● EXERCICE ÉCRIT 1
Rassemblez toutes les lignes fournies qui contiennent la chaîne « white », en respectant la casse.

Des milliers de Tunisiens ont de nouveau exigé mercredi, à Tunis comme en province, le retrait du gouvernement de transition des figures de l'ancien régime et la dissolution du parti du président déchu Zine El Abidine Ben Ali.

Ces démonstrations de colère interviennent avant même la première réunion, peut-être jeudi, du cabinet d'union nationale, formé lundi mais dont quatre membres appartenant à l'opposition se sont déjà dissociés.

Dans le même temps, l'Arabie saoudite où l'ancien dictateur a trouvé refuge lui a interdit toute activité politique liée à la situation dans son pays, dont il a été chassé le 14 janvier après 23 ans de règne sans partage. Les violences ont fait plus de 100 morts depuis la mi-décembre, selon l'ONU.

À Tunis, des unités anti-émeutes de la police ont étroitement encadré une manifestation de quelque 2000 personnes, dont des islamistes, dans le centre ville, mais ne sont pas intervenus pour les disperser, selon des journalistes de l'AFP. Aucun incident ne s'est produit à Tunis.

«Nous voulons un nouveau Parlement, une nouvelle constitution et nouvelle République», ont scandé les manifestants, qui s'en sont pris au Rassemblement constitutionnel démocratique (RCD), le parti du président déchu Ben Ali. «RCD out», proclamait une banderole.

«Peuple! révolte-toi contre les partisans de Ben Ali!», ont crié les manifestants.

La colère des manifestants vise les vestiges de l'ancien régime, dont des personnalités importantes ont conservé des postes clefs au sein du gouvernement de transition formé lundi par le Premier ministre Mohammed Ghannouchi.

● EXERCICE ÉCRIT 2
Les affirmations suivantes concordent-elles avec l'extrait sur les manifestations en Tunisie ? Répondez par oui ou non pour chacune, en citant les mots décisifs de l'extrait. (a) La manifestation de Tunis a réuni environ 2000 personnes. (b) La police anti-émeutes a dispersé les manifestants à Tunis. (c) Ben Ali a trouvé refuge en Arabie saoudite.

● LIGNES FOURNIES
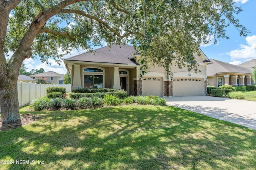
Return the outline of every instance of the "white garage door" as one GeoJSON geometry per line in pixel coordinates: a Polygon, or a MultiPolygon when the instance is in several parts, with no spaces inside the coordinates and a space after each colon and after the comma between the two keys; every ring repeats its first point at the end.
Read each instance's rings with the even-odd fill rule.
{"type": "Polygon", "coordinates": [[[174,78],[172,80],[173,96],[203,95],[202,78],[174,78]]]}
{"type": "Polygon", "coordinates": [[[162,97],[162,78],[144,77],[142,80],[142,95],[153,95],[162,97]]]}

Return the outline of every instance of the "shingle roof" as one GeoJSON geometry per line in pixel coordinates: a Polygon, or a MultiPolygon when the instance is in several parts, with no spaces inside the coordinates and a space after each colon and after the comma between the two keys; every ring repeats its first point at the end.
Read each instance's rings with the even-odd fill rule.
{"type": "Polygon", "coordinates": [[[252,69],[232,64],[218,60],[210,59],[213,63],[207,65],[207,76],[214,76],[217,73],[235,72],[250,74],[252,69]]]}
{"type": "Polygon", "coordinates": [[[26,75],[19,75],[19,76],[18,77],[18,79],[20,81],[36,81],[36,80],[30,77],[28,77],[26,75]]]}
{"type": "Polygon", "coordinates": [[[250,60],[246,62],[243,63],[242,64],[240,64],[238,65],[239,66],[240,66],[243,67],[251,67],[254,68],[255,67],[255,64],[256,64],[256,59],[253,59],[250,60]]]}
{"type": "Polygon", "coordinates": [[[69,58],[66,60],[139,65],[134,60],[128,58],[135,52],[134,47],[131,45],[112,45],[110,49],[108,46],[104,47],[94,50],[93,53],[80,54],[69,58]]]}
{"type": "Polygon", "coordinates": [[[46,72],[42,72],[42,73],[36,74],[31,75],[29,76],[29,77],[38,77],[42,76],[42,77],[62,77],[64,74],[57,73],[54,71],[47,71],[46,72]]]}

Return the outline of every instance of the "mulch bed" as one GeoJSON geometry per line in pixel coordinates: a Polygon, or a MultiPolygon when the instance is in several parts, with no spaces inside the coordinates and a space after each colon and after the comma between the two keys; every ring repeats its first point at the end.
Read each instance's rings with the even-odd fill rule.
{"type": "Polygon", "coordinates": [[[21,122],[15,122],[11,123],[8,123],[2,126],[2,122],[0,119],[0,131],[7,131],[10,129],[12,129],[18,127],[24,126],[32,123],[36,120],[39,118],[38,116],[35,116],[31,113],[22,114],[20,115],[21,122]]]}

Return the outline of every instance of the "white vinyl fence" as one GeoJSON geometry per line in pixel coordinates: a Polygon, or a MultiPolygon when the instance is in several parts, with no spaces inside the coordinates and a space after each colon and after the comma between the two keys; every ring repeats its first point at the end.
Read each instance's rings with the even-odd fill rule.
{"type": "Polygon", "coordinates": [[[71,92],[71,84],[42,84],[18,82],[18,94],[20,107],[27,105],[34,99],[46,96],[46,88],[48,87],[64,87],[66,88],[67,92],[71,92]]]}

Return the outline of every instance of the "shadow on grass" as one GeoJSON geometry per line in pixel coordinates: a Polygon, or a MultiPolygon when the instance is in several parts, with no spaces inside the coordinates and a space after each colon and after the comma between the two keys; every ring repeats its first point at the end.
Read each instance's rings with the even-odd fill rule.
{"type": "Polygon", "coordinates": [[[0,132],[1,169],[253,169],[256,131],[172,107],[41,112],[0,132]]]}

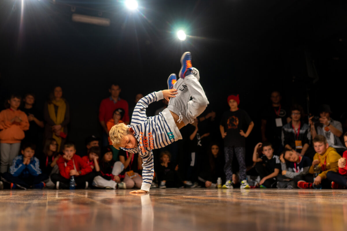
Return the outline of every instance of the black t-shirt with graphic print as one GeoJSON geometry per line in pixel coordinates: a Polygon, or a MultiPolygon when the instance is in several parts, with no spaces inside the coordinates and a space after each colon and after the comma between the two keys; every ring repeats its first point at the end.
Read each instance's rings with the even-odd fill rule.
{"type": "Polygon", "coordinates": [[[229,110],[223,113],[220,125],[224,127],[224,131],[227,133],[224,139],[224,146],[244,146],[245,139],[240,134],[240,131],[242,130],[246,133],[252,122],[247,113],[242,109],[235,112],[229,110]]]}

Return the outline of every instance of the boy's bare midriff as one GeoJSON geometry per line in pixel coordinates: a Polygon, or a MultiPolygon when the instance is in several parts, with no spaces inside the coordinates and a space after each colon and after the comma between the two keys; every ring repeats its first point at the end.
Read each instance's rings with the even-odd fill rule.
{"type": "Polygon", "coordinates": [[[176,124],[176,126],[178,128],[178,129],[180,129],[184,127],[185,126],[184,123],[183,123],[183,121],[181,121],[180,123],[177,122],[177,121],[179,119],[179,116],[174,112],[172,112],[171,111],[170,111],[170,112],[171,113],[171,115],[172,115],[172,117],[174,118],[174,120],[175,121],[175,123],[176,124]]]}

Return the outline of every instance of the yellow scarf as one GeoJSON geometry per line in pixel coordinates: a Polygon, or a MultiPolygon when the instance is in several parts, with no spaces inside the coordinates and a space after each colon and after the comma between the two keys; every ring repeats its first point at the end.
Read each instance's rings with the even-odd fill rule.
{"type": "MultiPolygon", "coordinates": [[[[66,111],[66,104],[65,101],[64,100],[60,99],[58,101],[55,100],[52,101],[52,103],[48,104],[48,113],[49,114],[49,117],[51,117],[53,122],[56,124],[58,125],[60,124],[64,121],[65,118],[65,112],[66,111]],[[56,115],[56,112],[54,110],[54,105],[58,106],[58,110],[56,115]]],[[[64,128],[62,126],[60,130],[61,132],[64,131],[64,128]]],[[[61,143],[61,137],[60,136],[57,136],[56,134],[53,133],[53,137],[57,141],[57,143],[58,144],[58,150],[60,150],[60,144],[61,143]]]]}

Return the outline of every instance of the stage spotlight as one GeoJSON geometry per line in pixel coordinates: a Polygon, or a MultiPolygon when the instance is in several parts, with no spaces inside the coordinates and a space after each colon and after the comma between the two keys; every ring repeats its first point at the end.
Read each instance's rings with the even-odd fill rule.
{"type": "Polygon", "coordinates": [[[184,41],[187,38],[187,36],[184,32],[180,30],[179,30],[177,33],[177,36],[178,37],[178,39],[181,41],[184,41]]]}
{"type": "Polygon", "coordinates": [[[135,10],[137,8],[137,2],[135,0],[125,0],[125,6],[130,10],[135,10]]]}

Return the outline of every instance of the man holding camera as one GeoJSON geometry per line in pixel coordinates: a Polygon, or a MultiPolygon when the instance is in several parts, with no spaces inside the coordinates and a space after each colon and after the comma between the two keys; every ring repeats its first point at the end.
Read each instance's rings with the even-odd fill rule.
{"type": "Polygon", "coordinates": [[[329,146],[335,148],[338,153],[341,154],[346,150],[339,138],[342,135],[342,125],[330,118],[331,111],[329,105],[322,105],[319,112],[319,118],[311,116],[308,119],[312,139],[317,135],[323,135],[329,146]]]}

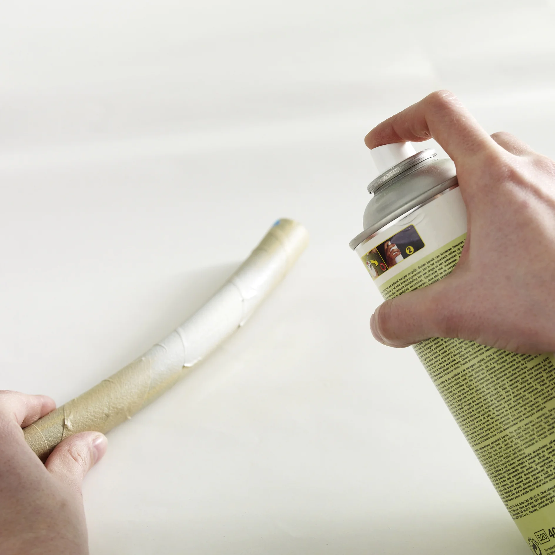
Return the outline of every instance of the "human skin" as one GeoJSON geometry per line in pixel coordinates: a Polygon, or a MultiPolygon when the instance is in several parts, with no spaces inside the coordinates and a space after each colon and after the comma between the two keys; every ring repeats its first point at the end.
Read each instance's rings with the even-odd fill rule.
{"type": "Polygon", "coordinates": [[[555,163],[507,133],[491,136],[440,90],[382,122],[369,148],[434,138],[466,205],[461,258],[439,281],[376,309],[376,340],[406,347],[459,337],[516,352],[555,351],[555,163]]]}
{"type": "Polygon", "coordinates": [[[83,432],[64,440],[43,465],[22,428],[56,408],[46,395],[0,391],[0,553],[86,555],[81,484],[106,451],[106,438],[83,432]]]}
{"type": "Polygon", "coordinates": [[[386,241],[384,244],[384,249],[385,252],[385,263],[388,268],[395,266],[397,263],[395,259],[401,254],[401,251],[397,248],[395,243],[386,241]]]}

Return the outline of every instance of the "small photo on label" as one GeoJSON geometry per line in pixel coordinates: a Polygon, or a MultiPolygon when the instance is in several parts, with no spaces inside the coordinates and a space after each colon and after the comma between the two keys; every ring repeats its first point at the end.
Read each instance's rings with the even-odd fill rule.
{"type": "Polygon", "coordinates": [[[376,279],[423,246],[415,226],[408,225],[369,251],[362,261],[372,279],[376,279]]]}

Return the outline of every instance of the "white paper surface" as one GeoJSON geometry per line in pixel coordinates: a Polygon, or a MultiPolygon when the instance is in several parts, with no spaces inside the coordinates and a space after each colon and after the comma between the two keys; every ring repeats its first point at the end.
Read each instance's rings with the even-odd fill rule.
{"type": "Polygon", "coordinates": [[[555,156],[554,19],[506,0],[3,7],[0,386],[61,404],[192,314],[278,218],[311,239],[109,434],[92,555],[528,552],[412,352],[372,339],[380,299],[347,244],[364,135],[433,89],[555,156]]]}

● RÉSULTAT 1
Return the outline of every instance of the "white garage door" as one GeoJSON geometry per line in pixel coordinates: a Polygon, or a MultiPolygon when the instance is in several parts, with no spaces inside the coordinates and a space after each colon and after the comma between the two keys; every ring repeats its first point at the end.
Return the outline of every instance of the "white vinyl fence" as one GeoJSON geometry per line in pixel coordinates: a Polygon, or a MultiPolygon when the instance is in several parts, with no spaces inside the coordinates and a space after each colon and after the comma between the two keys; every ring repeats its first point at the end.
Return the outline of every instance of the "white paper surface" as one GeoJSON geometry per line in pixel coordinates: a Polygon, or a MultiPolygon when the instance is in several parts, with no spaces inside the coordinates and a space after each colon and after the comma between the two keys; every ring repeats its first point at the end.

● RÉSULTAT 2
(a) Oui : « une manifestation de quelque 2000 personnes ».
(b) Non : « ne sont pas intervenus pour les disperser ».
(c) Oui : « l'Arabie saoudite où l'ancien dictateur a trouvé refuge ».